Reading text ::
— BEGIN —

# Multi-room viewing with Tivo Premiere



## dfuerpo (Mar 16, 2010)

New to this forum and Tivo. I am interested in the new Tivo Premiere boxes but my main concern is multi-room viewing. It is my understanding that if I have one Premiere XL with one or two other Premieres on the network, they can view HD content recorded on the first box. My question is this: do the "slave" boxes also have to have CableCards installed if they are only used to view content streamed from the other box? Thanks for your help.


----------



## CuriousMark (Jan 13, 2005)

It is currently assumed that MRV will work like it does with all current model TiVo DVRs. If that assumption is correct then:
1) MRV is not streaming, it is a copy, but you can start watching while the copy continues. If the show is marked with a copy control restriction, you will not be able to MRV it. TWC is especially bad about marking everything with copy control flags, even when the content provider does not necessarily want it controlled. MRV transferred shows do not need cable cards on the receiving boxes to be watched.

— END —

Work to do ::
- 1) From the multi-room viewing thread, repeat the passage between "## dfuerpo (Mar" and "for your help.", inclusive.
- 2) Carry on the multi-room viewing thread from the end of its last sentence.

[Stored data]
— BEGIN —

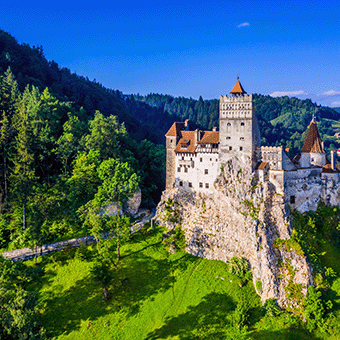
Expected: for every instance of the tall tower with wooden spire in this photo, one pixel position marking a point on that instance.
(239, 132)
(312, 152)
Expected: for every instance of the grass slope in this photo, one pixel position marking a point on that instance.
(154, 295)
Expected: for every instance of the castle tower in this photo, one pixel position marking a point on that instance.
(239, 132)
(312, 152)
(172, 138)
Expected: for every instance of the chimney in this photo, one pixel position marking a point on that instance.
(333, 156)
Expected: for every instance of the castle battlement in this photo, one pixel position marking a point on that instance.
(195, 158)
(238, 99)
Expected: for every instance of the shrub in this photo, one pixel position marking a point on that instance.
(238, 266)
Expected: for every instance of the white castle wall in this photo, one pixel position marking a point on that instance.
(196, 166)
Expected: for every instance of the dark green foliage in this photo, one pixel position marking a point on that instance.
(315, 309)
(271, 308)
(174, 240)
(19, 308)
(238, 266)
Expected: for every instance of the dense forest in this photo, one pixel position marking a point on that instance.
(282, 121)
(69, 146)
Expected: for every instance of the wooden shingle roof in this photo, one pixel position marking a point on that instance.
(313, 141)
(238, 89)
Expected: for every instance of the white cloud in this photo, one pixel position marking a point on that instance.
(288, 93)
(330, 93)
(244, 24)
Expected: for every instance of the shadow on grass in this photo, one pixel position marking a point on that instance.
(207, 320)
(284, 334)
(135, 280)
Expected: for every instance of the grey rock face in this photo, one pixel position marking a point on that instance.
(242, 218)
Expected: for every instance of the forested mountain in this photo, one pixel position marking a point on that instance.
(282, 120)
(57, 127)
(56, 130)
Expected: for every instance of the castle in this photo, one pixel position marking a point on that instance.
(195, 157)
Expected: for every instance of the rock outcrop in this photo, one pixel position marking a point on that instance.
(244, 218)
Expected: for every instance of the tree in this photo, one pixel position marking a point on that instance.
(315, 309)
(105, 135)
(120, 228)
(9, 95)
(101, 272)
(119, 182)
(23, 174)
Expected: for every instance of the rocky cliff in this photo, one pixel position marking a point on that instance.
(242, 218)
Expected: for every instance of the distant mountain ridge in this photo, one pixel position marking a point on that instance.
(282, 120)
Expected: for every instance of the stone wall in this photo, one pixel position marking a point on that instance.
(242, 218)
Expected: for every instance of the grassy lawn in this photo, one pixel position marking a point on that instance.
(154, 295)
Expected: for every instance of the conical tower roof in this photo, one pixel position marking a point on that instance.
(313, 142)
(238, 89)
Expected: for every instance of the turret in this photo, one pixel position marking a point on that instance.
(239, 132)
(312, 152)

— END —
— BEGIN —

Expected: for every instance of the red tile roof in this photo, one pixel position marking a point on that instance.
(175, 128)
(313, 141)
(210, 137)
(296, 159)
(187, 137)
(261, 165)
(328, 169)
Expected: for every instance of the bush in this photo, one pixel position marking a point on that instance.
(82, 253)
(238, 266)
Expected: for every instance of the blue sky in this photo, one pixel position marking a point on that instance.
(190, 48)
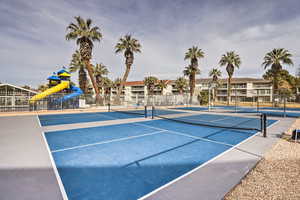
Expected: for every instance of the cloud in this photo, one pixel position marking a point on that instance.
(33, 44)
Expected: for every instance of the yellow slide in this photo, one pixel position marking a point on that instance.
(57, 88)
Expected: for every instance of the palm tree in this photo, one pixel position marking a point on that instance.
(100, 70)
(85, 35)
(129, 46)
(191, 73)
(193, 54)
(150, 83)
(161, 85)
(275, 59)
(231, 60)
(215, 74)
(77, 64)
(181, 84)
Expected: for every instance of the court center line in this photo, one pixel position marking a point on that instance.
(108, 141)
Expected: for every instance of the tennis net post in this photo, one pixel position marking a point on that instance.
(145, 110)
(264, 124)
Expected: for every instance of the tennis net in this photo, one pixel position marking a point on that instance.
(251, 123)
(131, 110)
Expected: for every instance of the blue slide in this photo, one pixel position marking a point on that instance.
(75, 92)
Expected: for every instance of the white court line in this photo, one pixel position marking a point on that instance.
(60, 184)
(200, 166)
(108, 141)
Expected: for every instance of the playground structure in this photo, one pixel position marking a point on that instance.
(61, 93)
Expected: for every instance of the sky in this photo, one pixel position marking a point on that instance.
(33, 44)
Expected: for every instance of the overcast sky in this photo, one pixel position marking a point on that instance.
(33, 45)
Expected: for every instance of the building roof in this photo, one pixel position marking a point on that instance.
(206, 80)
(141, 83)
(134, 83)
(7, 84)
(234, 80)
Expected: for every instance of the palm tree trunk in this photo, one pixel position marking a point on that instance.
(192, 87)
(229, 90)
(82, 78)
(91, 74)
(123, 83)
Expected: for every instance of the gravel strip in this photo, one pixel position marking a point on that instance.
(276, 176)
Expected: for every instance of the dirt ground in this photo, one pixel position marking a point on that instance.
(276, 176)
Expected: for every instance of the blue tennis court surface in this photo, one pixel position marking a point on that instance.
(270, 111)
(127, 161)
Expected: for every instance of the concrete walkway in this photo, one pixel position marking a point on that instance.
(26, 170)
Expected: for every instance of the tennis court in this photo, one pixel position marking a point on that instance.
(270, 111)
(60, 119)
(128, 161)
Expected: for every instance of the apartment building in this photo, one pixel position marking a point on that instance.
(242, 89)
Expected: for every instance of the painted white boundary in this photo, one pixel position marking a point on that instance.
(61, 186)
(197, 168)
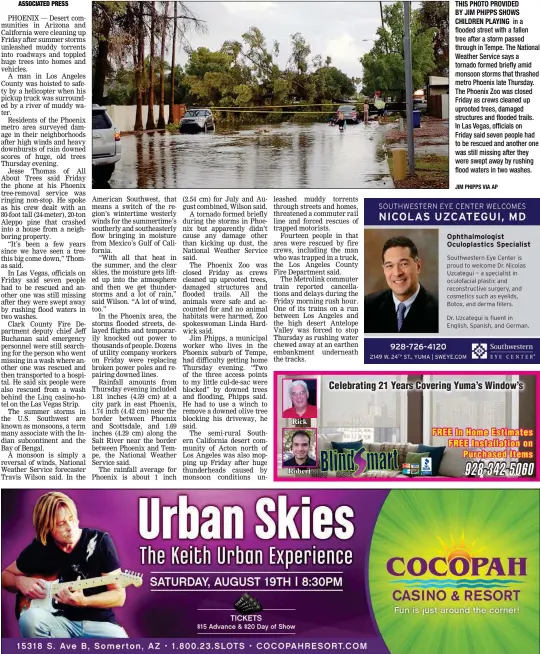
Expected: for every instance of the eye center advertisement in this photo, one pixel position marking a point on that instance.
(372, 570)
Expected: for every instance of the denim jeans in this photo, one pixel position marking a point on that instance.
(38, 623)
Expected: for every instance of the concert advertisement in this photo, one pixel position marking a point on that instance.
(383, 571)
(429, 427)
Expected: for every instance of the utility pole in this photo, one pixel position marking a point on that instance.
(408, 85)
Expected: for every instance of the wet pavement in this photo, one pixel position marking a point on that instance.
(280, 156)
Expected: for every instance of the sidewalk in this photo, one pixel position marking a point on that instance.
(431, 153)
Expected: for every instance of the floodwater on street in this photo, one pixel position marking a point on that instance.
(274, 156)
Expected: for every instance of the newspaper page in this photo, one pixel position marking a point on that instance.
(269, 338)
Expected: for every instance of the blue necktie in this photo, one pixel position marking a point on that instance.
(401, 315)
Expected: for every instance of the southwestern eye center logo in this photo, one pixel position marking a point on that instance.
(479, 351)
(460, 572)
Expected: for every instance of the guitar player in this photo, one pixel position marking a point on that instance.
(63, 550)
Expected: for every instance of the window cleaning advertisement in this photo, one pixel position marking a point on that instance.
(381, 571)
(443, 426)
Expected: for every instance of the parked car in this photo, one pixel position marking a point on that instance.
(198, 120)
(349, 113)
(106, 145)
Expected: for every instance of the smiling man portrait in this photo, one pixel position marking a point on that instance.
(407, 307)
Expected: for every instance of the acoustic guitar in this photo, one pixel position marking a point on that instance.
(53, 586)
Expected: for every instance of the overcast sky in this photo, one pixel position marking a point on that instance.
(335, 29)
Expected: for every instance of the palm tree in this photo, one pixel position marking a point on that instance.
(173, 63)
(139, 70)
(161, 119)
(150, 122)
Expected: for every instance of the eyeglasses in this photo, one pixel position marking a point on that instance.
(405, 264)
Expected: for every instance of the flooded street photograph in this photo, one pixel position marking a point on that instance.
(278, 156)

— END —

Answers ::
- 1)
## dfuerpo (Mar 16, 2010)

New to this forum and Tivo. I am interested in the new Tivo Premiere boxes but my main concern is multi-room viewing. It is my understanding that if I have one Premiere XL with one or two other Premieres on the network, they can view HD content recorded on the first box. My question is this: do the "slave" boxes also have to have CableCards installed if they are only used to view content streamed from the other box? Thanks for your help.

- 2)
2) If the other units are not connected to the cable to record, they don't need cable cards. If they are connected to cable, but you only want to record analog and unencrypted digital channels (but without guide data), then you don't need cable cards.


----------



## LifeIsABeach (Feb 28, 2001)

Just so you know, each TiVo would have to have it's own active subscription to use MRV.


----------



## ThAbtO (Apr 6, 2000)

Cable cards are used to access encrypted digital cable for recording/Live TV. If you only have them on 1 Tivo and then transfer to another box, it should be viewable as long as the Media Access Keys match.


----------



## aaronwt (Jan 31, 2002)

LifeIsABeach said:


> Just so you know, each TiVo would have to have it's own active subscription to use MRV.


And be on the same account.


----------



## dfuerpo (Mar 16, 2010)

Thanks for the replies. Since I will be only an occasional user, this looks like an expensive way to go: $1100 for the boxes (one premiere XL @ $500 and two premieres @ $300 ea.) + $1200 (3 X $400) for lifetime subscriptions for each box = $2300.

For my needs, I might be better with the Moxi system (about $1,000) for the DVR + 2 Moxi Mates. Or, I might go with an HTPC with one of the new CableCard tuners from Ceton.

Anyway, thanks for the info.


----------



## aaronwt (Jan 31, 2002)

I paid $1650 for three Premiere boxes with lifetime service. Before teh Fatwallet discount.


----------



## gweempose (Mar 23, 2003)

dfuerpo said:


> Or, I might go with an HTPC with one of the new CableCard tuners from Ceton.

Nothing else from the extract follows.